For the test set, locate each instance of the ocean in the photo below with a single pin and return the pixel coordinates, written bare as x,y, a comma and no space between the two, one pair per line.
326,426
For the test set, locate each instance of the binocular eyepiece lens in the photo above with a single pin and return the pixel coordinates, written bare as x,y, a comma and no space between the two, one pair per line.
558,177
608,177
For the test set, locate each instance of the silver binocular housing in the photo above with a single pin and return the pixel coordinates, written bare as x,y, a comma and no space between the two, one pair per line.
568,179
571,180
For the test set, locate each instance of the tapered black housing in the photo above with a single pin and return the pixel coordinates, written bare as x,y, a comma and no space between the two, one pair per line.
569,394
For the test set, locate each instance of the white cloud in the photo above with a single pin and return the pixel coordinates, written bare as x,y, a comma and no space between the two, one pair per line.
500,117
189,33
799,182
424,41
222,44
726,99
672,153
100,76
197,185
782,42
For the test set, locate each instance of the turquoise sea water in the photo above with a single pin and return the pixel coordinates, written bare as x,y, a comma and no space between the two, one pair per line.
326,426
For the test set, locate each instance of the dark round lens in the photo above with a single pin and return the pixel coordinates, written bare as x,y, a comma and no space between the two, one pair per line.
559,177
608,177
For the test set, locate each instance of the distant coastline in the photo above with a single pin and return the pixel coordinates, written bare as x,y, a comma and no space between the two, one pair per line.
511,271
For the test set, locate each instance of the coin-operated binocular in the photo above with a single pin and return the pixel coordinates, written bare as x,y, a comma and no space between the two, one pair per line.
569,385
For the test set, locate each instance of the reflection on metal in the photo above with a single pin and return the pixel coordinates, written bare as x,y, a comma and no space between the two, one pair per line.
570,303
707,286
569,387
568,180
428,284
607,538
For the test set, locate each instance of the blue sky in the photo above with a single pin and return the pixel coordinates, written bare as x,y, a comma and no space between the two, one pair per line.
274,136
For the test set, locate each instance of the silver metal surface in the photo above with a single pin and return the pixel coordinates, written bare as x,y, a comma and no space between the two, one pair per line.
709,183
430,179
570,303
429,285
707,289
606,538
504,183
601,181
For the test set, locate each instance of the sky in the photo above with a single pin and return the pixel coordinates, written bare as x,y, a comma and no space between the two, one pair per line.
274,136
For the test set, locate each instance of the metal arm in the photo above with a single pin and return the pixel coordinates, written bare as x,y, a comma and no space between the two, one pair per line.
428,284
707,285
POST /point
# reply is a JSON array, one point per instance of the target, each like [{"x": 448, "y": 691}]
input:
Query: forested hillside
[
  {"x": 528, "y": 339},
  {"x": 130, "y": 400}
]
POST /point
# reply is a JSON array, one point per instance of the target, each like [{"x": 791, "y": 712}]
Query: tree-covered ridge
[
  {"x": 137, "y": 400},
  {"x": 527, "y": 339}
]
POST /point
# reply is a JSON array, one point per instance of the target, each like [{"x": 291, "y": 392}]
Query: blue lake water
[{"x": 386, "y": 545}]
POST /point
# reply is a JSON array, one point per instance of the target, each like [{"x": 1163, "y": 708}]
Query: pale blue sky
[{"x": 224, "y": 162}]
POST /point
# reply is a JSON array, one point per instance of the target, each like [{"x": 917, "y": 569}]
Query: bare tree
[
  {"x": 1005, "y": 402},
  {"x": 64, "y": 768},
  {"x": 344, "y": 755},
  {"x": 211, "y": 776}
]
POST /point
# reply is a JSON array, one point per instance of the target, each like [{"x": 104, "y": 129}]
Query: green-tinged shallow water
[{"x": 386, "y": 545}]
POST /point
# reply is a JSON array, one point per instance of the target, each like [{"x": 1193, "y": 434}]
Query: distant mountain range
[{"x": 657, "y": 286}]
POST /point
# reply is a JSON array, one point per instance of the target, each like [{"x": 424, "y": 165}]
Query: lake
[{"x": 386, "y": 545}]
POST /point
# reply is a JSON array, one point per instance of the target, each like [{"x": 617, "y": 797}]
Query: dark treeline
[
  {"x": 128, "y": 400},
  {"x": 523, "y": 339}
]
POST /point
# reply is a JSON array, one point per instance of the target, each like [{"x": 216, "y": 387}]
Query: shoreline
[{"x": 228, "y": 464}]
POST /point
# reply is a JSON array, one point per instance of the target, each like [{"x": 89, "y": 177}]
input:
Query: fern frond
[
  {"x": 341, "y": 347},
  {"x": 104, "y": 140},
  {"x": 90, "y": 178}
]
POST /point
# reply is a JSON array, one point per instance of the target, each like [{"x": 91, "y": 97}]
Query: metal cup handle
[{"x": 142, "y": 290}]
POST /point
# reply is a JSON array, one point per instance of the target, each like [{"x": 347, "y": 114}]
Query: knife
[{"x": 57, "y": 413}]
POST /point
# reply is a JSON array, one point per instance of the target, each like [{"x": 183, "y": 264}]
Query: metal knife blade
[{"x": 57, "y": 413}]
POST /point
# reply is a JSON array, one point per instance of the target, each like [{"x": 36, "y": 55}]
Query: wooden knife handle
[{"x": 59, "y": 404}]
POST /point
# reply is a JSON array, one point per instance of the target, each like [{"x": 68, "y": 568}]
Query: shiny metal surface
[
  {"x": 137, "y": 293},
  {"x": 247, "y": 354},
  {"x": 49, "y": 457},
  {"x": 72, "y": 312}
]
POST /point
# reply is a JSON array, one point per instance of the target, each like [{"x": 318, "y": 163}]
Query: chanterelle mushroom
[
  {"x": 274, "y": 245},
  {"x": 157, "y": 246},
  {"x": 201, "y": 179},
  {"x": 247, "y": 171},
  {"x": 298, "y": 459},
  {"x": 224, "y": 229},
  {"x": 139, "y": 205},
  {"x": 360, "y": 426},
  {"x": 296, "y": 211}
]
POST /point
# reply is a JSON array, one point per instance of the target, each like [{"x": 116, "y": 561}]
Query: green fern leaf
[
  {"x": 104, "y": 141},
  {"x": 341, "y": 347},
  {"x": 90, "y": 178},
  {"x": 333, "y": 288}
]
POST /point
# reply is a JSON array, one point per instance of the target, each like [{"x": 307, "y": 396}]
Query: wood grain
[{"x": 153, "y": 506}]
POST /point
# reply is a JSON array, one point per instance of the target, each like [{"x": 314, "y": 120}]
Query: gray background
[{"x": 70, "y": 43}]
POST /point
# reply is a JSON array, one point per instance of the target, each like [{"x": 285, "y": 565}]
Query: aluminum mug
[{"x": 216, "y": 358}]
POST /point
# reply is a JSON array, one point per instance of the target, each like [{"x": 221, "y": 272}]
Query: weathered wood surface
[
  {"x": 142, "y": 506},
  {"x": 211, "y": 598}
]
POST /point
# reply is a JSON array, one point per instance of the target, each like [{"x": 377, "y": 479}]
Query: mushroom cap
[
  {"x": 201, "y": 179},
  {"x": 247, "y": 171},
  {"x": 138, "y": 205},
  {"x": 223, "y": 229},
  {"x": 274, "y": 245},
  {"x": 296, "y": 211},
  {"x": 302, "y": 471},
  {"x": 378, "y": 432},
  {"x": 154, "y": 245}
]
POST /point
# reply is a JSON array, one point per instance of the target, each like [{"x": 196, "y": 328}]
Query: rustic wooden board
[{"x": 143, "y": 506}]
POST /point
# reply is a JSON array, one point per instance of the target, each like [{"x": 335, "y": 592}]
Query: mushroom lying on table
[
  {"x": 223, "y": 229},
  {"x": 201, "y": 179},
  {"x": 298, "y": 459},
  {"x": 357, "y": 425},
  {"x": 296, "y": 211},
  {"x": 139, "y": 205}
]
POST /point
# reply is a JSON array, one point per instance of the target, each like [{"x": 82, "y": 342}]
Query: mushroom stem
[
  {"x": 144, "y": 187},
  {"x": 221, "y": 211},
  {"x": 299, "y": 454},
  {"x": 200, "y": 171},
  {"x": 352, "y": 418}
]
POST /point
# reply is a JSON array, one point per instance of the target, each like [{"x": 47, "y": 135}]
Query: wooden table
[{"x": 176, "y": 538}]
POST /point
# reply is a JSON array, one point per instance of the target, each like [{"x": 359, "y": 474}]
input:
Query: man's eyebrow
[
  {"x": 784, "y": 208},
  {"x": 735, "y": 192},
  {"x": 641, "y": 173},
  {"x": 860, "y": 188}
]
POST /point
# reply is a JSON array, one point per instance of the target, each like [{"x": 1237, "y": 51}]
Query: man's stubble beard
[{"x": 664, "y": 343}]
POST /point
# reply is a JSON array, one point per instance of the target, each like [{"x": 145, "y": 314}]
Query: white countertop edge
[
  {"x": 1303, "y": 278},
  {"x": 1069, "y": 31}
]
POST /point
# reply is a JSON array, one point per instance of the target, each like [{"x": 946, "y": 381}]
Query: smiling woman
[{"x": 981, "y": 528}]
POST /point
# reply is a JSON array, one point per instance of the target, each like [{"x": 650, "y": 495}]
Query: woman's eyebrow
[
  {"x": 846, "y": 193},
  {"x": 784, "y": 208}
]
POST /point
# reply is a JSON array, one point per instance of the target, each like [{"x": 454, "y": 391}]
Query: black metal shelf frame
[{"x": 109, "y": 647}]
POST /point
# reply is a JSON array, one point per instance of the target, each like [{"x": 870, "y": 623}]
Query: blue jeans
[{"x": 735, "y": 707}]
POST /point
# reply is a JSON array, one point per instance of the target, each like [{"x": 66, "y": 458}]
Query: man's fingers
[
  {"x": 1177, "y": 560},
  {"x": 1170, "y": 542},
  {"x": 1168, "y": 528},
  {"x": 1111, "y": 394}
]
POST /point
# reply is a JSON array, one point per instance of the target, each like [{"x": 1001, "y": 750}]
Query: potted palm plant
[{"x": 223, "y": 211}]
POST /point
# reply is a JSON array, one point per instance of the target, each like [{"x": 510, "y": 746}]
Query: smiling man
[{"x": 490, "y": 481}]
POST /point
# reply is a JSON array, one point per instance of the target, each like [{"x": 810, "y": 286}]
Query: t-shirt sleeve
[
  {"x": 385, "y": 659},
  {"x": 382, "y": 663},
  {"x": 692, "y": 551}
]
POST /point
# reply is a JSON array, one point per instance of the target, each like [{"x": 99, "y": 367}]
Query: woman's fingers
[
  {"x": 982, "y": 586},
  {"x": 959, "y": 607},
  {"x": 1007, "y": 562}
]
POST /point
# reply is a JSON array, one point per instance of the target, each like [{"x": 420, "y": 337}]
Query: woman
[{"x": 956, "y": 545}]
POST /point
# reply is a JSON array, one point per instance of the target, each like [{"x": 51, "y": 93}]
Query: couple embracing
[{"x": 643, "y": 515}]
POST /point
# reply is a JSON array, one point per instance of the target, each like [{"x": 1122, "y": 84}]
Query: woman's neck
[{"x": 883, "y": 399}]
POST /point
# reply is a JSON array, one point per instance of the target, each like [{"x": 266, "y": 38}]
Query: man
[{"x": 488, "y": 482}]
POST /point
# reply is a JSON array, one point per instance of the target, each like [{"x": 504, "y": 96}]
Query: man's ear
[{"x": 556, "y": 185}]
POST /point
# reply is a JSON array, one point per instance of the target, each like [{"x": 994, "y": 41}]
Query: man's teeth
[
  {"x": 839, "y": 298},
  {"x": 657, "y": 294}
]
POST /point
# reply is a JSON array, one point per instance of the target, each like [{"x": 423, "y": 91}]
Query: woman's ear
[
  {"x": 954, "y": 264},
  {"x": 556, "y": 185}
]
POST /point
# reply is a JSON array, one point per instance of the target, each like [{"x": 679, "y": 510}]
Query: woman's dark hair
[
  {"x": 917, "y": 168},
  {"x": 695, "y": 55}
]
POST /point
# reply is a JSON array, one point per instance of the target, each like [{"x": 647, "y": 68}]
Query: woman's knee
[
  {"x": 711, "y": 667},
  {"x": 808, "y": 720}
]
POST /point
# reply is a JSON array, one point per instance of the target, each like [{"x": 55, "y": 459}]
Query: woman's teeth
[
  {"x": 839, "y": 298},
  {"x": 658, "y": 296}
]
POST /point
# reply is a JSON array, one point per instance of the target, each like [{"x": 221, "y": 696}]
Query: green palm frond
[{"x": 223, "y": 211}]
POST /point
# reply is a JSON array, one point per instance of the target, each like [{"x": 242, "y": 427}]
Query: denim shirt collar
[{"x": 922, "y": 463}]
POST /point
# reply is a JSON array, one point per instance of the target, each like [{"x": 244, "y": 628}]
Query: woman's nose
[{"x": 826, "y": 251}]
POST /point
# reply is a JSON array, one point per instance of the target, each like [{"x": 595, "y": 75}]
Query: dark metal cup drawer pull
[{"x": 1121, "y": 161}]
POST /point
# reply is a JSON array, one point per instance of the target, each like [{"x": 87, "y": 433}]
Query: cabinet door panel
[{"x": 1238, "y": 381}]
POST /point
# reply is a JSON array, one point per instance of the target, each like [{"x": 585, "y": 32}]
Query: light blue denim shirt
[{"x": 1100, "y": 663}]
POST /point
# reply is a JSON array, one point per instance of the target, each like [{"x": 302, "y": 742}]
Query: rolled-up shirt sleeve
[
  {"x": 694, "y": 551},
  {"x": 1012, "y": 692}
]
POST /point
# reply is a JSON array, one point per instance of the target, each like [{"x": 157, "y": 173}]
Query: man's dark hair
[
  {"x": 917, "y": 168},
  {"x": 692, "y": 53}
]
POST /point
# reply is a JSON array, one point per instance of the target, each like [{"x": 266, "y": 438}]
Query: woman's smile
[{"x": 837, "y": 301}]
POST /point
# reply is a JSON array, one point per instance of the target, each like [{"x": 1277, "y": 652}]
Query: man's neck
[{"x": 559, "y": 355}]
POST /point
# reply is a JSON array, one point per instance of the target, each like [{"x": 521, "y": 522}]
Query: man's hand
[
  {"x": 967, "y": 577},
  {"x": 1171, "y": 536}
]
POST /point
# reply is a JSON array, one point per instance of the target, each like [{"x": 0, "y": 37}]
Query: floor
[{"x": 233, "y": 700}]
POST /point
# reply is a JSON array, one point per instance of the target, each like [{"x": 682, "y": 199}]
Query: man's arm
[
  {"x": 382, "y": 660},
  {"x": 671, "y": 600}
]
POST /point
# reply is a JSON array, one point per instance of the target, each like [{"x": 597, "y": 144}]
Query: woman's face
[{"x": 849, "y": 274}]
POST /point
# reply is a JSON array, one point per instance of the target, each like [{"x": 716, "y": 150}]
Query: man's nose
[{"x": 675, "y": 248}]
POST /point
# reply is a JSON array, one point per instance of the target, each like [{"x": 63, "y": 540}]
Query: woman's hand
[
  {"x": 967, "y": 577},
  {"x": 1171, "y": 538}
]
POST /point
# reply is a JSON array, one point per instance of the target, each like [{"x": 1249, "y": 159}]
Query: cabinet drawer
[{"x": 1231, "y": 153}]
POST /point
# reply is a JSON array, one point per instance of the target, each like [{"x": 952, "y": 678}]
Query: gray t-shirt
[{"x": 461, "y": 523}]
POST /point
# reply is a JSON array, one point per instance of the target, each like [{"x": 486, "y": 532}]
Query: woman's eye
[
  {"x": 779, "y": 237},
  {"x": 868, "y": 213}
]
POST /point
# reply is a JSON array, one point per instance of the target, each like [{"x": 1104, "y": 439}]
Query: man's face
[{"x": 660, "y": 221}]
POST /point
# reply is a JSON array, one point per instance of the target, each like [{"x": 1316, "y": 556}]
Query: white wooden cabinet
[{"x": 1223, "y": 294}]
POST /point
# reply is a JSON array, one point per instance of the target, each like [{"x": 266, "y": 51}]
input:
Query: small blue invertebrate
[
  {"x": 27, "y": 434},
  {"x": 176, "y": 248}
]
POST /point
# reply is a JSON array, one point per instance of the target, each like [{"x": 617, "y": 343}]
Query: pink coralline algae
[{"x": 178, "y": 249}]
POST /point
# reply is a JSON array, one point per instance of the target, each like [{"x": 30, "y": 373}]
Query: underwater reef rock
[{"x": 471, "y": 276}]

◆ ◆ ◆ ◆ ◆ ◆ ◆

- _DIRECTIVE_
Locate every line in the listing that contains the word "teeth", and copy each of those lines.

- _EXERCISE ANSWER_
Query: man's teeth
Query: woman's teeth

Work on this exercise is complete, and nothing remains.